[Source records]
- - - -
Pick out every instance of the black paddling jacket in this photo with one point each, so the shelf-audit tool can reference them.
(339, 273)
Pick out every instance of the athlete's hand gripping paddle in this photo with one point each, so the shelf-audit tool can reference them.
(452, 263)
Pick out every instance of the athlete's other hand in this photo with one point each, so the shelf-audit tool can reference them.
- - - -
== TASK BRIEF ==
Could you retype every record above exactly as given?

== SOLUTION FOR THIS TASK ==
Pick out every instance of the black paddling jacket in this photo with one point each, so the shelf-audit tool can reference them.
(339, 273)
Pick out every instance of the athlete's hand gripping paddle in this photo with one point each, so the shelf-audit tool can reference them.
(452, 263)
Pick out every instance of the athlete's other hand in this photo with one point each, so the shelf-audit tool can reference them.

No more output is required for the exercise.